■ **Short exercise**
Quote every line below exactly as it reads.

■ **Data excerpts**
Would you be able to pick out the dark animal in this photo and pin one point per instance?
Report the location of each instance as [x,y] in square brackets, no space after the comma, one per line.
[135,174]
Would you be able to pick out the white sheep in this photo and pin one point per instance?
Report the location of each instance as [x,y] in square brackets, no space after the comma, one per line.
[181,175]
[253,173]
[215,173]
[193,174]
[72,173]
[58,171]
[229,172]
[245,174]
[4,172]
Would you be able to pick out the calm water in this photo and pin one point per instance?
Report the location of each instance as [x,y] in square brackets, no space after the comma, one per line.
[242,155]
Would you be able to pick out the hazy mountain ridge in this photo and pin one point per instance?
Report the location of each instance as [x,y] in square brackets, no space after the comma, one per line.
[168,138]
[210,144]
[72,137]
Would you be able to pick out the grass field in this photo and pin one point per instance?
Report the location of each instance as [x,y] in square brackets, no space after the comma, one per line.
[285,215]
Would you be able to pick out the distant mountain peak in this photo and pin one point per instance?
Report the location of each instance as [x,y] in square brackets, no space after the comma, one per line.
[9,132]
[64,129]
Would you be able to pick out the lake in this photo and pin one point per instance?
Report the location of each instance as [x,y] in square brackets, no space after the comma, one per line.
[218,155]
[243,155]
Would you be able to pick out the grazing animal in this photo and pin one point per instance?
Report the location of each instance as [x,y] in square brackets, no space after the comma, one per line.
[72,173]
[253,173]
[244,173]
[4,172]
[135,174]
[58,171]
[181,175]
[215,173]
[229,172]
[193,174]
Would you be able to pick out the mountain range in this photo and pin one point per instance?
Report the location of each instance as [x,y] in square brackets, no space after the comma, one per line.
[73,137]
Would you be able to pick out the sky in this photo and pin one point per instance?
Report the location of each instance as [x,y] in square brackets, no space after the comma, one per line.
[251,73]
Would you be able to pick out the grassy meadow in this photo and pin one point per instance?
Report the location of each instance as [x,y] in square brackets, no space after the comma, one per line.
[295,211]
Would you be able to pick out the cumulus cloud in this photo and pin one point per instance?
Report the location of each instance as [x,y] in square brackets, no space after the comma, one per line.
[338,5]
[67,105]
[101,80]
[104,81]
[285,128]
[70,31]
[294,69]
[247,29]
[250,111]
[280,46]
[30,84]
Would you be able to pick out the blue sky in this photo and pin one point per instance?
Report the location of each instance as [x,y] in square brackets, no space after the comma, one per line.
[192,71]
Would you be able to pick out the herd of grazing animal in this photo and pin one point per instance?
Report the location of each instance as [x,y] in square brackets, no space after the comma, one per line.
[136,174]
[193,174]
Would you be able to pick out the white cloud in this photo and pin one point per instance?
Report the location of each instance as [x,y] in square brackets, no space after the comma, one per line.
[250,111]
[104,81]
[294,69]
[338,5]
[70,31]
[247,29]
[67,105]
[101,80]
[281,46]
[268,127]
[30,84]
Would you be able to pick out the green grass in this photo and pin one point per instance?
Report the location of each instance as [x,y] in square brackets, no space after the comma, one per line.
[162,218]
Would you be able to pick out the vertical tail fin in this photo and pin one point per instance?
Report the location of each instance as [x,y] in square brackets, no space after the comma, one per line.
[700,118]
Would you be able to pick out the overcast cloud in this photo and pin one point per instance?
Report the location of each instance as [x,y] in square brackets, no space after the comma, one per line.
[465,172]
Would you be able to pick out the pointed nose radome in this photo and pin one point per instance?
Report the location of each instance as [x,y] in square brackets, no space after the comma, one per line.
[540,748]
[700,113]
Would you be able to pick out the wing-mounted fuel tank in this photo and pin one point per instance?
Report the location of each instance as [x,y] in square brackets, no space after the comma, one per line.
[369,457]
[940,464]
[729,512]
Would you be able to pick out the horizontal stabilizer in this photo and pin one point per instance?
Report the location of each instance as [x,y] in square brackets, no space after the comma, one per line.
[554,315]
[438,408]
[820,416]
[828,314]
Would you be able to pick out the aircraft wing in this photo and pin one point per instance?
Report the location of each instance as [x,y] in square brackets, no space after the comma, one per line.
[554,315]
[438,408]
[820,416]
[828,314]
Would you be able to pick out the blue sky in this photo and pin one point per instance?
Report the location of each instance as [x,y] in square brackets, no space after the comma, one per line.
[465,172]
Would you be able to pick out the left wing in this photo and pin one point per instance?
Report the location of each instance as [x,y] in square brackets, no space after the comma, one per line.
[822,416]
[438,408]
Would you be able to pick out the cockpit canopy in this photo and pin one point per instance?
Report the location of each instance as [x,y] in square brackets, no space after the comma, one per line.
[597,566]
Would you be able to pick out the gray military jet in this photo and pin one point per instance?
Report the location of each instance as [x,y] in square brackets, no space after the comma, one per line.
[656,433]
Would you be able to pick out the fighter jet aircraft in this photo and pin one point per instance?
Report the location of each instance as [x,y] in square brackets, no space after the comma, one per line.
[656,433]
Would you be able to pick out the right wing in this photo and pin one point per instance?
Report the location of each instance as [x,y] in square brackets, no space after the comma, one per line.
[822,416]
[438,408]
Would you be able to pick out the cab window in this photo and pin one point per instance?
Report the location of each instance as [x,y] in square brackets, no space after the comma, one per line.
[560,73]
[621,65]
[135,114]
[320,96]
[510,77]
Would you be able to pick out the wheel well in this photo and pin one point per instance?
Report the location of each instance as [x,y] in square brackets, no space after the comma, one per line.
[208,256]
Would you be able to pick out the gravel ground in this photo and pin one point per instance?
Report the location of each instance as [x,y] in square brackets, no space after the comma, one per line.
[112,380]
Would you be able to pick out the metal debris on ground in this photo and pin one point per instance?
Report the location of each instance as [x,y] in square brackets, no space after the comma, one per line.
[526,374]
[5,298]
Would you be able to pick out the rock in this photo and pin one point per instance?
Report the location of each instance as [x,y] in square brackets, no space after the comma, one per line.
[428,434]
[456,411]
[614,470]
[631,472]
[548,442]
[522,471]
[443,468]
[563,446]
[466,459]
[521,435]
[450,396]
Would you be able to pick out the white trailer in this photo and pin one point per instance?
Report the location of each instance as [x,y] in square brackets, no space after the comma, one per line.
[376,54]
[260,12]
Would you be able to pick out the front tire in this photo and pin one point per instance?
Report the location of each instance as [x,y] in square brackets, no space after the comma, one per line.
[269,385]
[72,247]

■ **Finished answer**
Would you be able to pick out the dark animal in this photo and pin one point per instance?
Report the location of each instance as [x,y] in square brackets, no space after the comma, one per line.
[135,174]
Would you be able to pick out the white sheep in this photo and pin one point per instance?
Report the location of each instance as [x,y] in square brackets, no space after the comma, one per line.
[181,175]
[253,173]
[215,173]
[193,174]
[72,173]
[58,171]
[229,172]
[245,174]
[4,172]
Would you be able to pick out the calm water in this photo and pin one point per instance?
Report the location of each instance as [x,y] in square brackets, no space after the comma, one per line.
[242,155]
Would you be able to pick out the hazy mountain ridge in this photo and pin one point per instance?
Report the location of each instance as [x,y] in square brackets, no space after the comma, one per line.
[168,138]
[210,144]
[72,137]
Would you be able to pick out the grass field in this photo and pin one point per instance?
Report the location of each instance as [x,y] in square brackets, no space after the comma, one per line.
[285,215]
Would you be able to pick out the distant mountain peak in this photo and pin one point per instance?
Report the location of each instance as [x,y] in square brackets, no space after the comma, one per line.
[9,132]
[64,129]
Would you be able to pick out the lake in this photo and pin one point per instance?
Report the location of each instance as [x,y] in square brackets, no space after the comma, one per line.
[218,155]
[243,155]
Would you be able to pick out the grazing animal in this photo and pin one point per instance?
Report the location of each instance as [x,y] in square brackets, no space after the comma, one per line.
[72,173]
[253,173]
[244,173]
[4,172]
[135,174]
[58,171]
[181,175]
[215,173]
[229,172]
[193,174]
Would you be able to pick out the mountain range in this photo and pin one point per instance?
Report the location of each instance as [x,y] in square brackets, no space after the comma, one per line.
[73,137]
Would you be able to pick out the sky in this photo and pin one point per instance?
Report the location of each instance as [x,y] in square brackets, no space after the comma, one per line.
[251,73]
Would you be able to pick out the grassy meadow in this photo and pin one point per instance?
Report the location of each instance as [x,y] in square brackets, no space after the comma, one per line.
[295,211]
Would you be able to pick out the cumulus cloud in this photo and pin one point per instance?
Report the location of each instance as [x,y] in square brackets, no space after the comma, one per line.
[338,5]
[67,105]
[101,80]
[104,81]
[285,128]
[70,31]
[294,69]
[247,29]
[250,111]
[280,46]
[30,84]
Would you be able to pick out the blue sky in this photo and pin one point per instance?
Report the location of each instance as [x,y] in square brackets, no space after the comma, one per line.
[192,71]
Would you be able to pick out the herd of grazing animal in this photo and pin one point per instance?
Report the location of each instance as [x,y] in square brackets, no space after the comma, one per line.
[136,174]
[193,174]
Would you be able to pick out the white cloud in this photo and pin one point per instance?
Report the location of each instance as [x,y] in square brackets, no space after the comma, one per line.
[250,111]
[104,81]
[294,69]
[338,5]
[70,31]
[247,29]
[67,105]
[101,80]
[281,46]
[268,127]
[30,84]
Would you be able to pick out the green grass in this photo and pin one point per instance?
Report the location of each instance as [x,y] in square brackets, no space after the comma, one per line.
[162,218]
Would you be able to pick out the vertical tail fin in this photo and pin one point per instance?
Report the location of each instance as [x,y] in square brackets, no space after the comma, one per line.
[700,118]
Would you be able to pick out the overcast cloud in this photo and pin one point per instance?
Report the location of each instance as [x,y] in square brackets, no space after the comma, one per line.
[465,172]
Would you be able to pick out the pointed nose radome in this photo and pin one point per instance?
Report the location of each instance as [x,y] in square brackets, no space after the comma, one per line.
[540,748]
[700,113]
Would you be able to pick out the wing-mounted fuel tank in this photo and pin one point per instance?
Report the location of each instance as [x,y] in square brackets, no space after the comma, one per line.
[369,457]
[940,464]
[729,512]
Would you be able to pick out the horizontal stabilizer in this photo and pin one point per instance?
Report the location of each instance as [x,y] in square brackets, no space after the comma, one per line.
[554,315]
[438,408]
[820,416]
[828,314]
Would you be able to pick out the aircraft wing in this photo and pin one point per instance?
Report the location of each instance as [x,y] in square brackets, no space after the comma, one per line.
[554,315]
[438,408]
[820,416]
[828,314]
Would you be able to pick out the blue sky in this photo and pin one point per instance?
Report the location of each instance as [x,y] in square brackets, no space after the comma, one per line.
[465,172]
Would you be able to pick out the left wing in this photo and pin one point per instance?
Report the location of each instance as [x,y] in square brackets, no space after the comma, one per line.
[822,416]
[438,408]
Would you be able to pick out the cockpit canopy in this photo and pin one point per instance?
Report the location of each instance as [x,y] in square brackets, no space after the comma, one per line.
[597,566]
Would you be able to pick out the gray military jet in this photo and pin one point per instance?
Report the location of each instance as [x,y] in square brackets, no space after the comma, one per line.
[656,433]
Would you be able to pick out the fighter jet aircraft in this photo and pin one point per instance?
Report the location of each instance as [x,y] in square brackets, no space after the comma, one per line.
[656,433]
Would you be able to pick out the right wing in this photo and pin one point per instance?
Report the location of each instance as [x,y] in square brackets, no space after the comma, one per line.
[822,416]
[438,408]
Would you be able to pick out the cab window in this photo and pin one point per instance?
Report the location of each instance as [x,y] in square brackets, no space after the comma, one per line.
[560,73]
[621,65]
[135,114]
[320,96]
[510,77]
Would you be able to pick out the wheel well in this photo and pin one point per instance?
Report the location of each instance as [x,y] in square brackets, no space after the comma, one per line.
[208,256]
Would you be able to pick out the gravel ground in this photo and pin one point per instance?
Report the location of each instance as [x,y] in square brackets, no space after the comma, one per line.
[112,380]
Would you be able to pick out the metal debris on ground in this photo and pin one point per instance?
Report the location of each instance as [x,y] in square brackets, no space after the comma, one per line.
[526,374]
[5,298]
Would you be able to pick out the rock in this photo and pin one point per instance?
Report the location of each instance as [x,y] in square brackets, no space after the comma, one per line.
[428,434]
[456,411]
[614,470]
[631,472]
[548,442]
[522,471]
[443,468]
[563,446]
[466,459]
[521,435]
[450,396]
Would you be able to pick out the white trailer in this photo and pin one point per instance?
Report the location of each instance as [x,y] in square brackets, no space after the comma, one per line.
[376,54]
[260,12]
Would you be able to pick out the front tire in this photo and pin one point per instance?
Report the location of each instance as [x,y] in square brackets, no space after the comma, one per line.
[269,385]
[72,247]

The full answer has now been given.